> _Your goal_
Output every one of the following items verbatim, reproducing each line without alteration.

> _Information provided_
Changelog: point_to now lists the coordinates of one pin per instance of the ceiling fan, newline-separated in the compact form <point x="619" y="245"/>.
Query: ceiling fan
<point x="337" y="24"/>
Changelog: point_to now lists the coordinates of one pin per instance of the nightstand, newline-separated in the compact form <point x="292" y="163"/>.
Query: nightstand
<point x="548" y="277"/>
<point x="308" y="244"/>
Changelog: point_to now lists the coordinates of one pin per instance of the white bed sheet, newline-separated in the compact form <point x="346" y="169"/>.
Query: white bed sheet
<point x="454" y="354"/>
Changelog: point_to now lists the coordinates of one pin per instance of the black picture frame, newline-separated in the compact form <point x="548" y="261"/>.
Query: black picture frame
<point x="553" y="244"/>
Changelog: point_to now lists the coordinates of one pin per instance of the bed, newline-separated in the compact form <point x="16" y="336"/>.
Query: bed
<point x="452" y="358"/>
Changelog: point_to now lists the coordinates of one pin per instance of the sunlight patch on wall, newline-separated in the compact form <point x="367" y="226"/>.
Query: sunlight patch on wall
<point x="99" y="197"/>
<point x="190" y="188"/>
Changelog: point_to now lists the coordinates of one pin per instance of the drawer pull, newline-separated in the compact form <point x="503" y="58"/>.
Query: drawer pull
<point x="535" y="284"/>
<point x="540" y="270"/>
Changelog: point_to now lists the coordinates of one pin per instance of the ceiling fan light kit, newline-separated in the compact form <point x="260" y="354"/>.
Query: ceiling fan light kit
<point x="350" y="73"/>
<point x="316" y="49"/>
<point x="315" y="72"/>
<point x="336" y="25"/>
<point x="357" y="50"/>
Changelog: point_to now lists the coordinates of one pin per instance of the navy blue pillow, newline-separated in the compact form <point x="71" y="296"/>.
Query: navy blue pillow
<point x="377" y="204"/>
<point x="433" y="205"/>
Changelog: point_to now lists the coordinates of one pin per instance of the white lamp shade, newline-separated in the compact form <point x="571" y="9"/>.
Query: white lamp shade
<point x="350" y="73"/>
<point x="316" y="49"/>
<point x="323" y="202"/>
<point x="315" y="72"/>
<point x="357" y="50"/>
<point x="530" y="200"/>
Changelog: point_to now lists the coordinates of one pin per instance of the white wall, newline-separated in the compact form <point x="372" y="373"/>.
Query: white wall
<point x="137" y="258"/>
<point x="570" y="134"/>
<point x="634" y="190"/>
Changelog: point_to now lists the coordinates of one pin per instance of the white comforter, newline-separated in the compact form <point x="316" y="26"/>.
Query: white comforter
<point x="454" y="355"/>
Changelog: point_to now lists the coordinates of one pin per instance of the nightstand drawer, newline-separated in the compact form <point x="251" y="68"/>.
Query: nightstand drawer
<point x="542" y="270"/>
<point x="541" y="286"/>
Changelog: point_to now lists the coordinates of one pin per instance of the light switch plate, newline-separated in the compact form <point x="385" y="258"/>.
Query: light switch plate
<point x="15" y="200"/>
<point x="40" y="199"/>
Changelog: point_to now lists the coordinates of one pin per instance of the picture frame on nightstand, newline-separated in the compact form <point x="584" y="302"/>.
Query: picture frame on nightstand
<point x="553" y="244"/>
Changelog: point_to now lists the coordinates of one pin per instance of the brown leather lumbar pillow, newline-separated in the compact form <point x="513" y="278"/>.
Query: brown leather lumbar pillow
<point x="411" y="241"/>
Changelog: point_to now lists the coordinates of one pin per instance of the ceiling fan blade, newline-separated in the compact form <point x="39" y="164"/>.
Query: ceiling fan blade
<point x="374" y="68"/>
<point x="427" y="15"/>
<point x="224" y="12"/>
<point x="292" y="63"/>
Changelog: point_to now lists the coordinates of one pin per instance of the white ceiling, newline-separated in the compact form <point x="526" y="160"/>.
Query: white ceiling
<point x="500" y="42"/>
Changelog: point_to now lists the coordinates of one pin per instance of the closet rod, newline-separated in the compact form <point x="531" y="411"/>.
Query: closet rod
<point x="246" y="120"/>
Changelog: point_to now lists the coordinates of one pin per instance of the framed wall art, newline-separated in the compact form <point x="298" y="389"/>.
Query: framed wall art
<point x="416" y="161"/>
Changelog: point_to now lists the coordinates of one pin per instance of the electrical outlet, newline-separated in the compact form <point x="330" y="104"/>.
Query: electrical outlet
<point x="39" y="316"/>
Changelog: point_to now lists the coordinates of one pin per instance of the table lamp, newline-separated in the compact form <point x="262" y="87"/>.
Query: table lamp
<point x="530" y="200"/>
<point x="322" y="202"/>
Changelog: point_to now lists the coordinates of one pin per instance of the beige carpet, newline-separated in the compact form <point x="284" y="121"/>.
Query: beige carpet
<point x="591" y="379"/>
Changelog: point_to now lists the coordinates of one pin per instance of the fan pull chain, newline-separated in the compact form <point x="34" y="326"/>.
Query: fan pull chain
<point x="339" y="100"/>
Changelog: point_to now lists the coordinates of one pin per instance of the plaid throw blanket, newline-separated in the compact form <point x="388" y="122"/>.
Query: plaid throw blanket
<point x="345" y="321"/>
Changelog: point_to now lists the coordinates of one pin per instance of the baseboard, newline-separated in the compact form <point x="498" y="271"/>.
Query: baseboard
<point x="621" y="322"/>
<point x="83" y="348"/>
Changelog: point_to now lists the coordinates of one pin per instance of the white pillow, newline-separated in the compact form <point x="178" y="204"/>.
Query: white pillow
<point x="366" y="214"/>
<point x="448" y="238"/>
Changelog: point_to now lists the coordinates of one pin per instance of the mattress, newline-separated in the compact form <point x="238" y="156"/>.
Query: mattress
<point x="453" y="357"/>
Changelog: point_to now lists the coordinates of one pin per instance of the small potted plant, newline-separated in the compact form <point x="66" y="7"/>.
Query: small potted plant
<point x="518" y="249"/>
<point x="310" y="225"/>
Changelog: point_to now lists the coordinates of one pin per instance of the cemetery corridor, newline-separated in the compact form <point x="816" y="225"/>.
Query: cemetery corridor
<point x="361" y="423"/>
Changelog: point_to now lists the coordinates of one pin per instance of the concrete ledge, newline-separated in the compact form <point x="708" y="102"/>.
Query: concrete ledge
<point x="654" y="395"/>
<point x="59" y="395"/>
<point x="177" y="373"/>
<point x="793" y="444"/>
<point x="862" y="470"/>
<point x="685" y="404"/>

> _Answer below_
Changelog: point_to now lists the coordinates of one pin per instance of the ceiling fan, newline-separated in the compact form <point x="619" y="245"/>.
Query: ceiling fan
<point x="337" y="24"/>
Changelog: point_to now lists the coordinates of one pin per instance of the nightstand, newline-separated in the compact form <point x="292" y="163"/>.
Query: nightstand
<point x="548" y="277"/>
<point x="308" y="244"/>
Changelog: point_to now lists the coordinates of one pin per instance of the white bed sheet, newline-separated in the compact form <point x="346" y="169"/>.
Query: white bed sheet
<point x="454" y="354"/>
Changelog: point_to now lists the coordinates of one pin per instance of the black picture frame, newline-separated in the compact form <point x="548" y="261"/>.
Query: black picture frame
<point x="553" y="244"/>
Changelog: point_to now lists the coordinates of one pin per instance of the bed, newline-separated in the compact form <point x="16" y="336"/>.
Query: bed
<point x="452" y="358"/>
Changelog: point_to now lists the coordinates of one pin per instance of the sunlight patch on wall, newline-separated in the compact form <point x="367" y="226"/>.
Query: sunlight patch on wall
<point x="99" y="197"/>
<point x="190" y="188"/>
Changelog: point_to now lists the coordinates of one pin per instance of the drawer pull, newline-separated in the compact form <point x="503" y="58"/>.
Query: drawer pull
<point x="535" y="284"/>
<point x="540" y="270"/>
Changelog: point_to now lists the coordinates of one pin per instance of the ceiling fan light kit, newline-separated in the compact form <point x="260" y="354"/>.
Query: ceiling fan light kit
<point x="350" y="73"/>
<point x="316" y="49"/>
<point x="315" y="72"/>
<point x="336" y="25"/>
<point x="357" y="50"/>
Changelog: point_to now lists the coordinates of one pin per instance of the navy blue pillow, newline-separated in the compact form <point x="71" y="296"/>.
Query: navy blue pillow
<point x="377" y="204"/>
<point x="433" y="205"/>
Changelog: point_to now lists the coordinates of one pin per instance of the white lamp shade, newline-separated in the compact form <point x="571" y="9"/>.
Query: white lamp shade
<point x="350" y="73"/>
<point x="316" y="49"/>
<point x="323" y="202"/>
<point x="315" y="72"/>
<point x="357" y="50"/>
<point x="530" y="200"/>
Changelog: point_to now lists the coordinates of one pin per instance of the white wall, newline-separated in the compact form <point x="372" y="373"/>.
Query: white wall
<point x="137" y="258"/>
<point x="570" y="134"/>
<point x="634" y="190"/>
Changelog: point_to now lists the coordinates of one pin per instance of the white comforter, newline-separated in the compact form <point x="316" y="26"/>.
Query: white comforter
<point x="454" y="355"/>
Changelog: point_to now lists the coordinates of one pin per instance of the nightstand drawer, newline-separated in the compact form <point x="251" y="68"/>.
Query: nightstand drawer
<point x="542" y="270"/>
<point x="541" y="286"/>
Changelog: point_to now lists the coordinates of one pin per instance of the light switch plate, newline-separated in the compact form <point x="385" y="258"/>.
Query: light switch plate
<point x="15" y="200"/>
<point x="40" y="199"/>
Changelog: point_to now lists the coordinates of one pin per instance of the picture frame on nightstand, newline-separated in the compact form <point x="584" y="302"/>.
Query: picture frame on nightstand
<point x="553" y="244"/>
Changelog: point_to now lists the coordinates of one pin per instance of the brown leather lumbar pillow, newline-separated in the compact form <point x="513" y="278"/>.
Query: brown leather lumbar pillow
<point x="411" y="241"/>
Changelog: point_to now lists the coordinates of one pin per instance of the ceiling fan blade, newline-separated in the compact form <point x="39" y="164"/>.
Query: ceiling fan blade
<point x="374" y="68"/>
<point x="427" y="15"/>
<point x="224" y="12"/>
<point x="292" y="63"/>
Changelog: point_to now lists the coordinates of one pin per instance of the white ceiling, newline-separated in the compact form <point x="526" y="160"/>.
Query: white ceiling
<point x="500" y="42"/>
Changelog: point_to now lists the coordinates of one pin per instance of the closet rod, newline-separated in the compact form <point x="531" y="411"/>.
Query: closet rod
<point x="246" y="120"/>
Changelog: point_to now lists the coordinates of one pin per instance of the framed wall art, newline-separated in the compact form <point x="298" y="389"/>.
Query: framed wall art
<point x="416" y="161"/>
Changelog: point_to now lists the coordinates of one pin per instance of the electrical outlet, newline-separated in the compact form <point x="330" y="104"/>.
Query: electrical outlet
<point x="39" y="316"/>
Changelog: point_to now lists the coordinates of one pin per instance of the table lamp, newline-separated in the compact form <point x="262" y="87"/>.
Query: table lamp
<point x="530" y="200"/>
<point x="322" y="202"/>
Changelog: point_to now lists the coordinates of one pin per instance of the beige carpet, newline-separated in the compact form <point x="284" y="121"/>.
Query: beige carpet
<point x="591" y="379"/>
Changelog: point_to now lists the coordinates of one pin per instance of the fan pull chain, newline-separated in the compact form <point x="34" y="326"/>.
Query: fan pull chain
<point x="339" y="100"/>
Changelog: point_to now lists the coordinates of one pin per instance of the plaid throw blanket, newline-separated in the compact form <point x="388" y="122"/>.
Query: plaid throw blanket
<point x="345" y="321"/>
Changelog: point_to now lists the coordinates of one pin per instance of the baseboard, newline-separated in the compact form <point x="498" y="271"/>.
Query: baseboard
<point x="621" y="322"/>
<point x="83" y="348"/>
Changelog: point_to now lists the coordinates of one pin per instance of the white pillow, newline-separated in the compact form <point x="178" y="204"/>.
Query: white pillow
<point x="366" y="214"/>
<point x="448" y="238"/>
Changelog: point_to now lists the coordinates of one pin per instance of the mattress, newline-separated in the compact form <point x="238" y="156"/>.
Query: mattress
<point x="453" y="357"/>
Changelog: point_to now lists the coordinates of one pin per instance of the small potted plant, newline-separated in the compact form <point x="66" y="7"/>.
Query: small potted plant
<point x="518" y="249"/>
<point x="310" y="225"/>
Changelog: point_to now lists the coordinates of one pin per instance of the cemetery corridor, newline-separated in the compact form <point x="816" y="225"/>.
Query: cemetery corridor
<point x="361" y="423"/>
Changelog: point_to now lists the coordinates of one pin per instance of the concrete ledge, newline-separated in the compact form <point x="708" y="102"/>.
Query: concrete ledge
<point x="654" y="395"/>
<point x="59" y="395"/>
<point x="177" y="373"/>
<point x="793" y="444"/>
<point x="862" y="470"/>
<point x="685" y="404"/>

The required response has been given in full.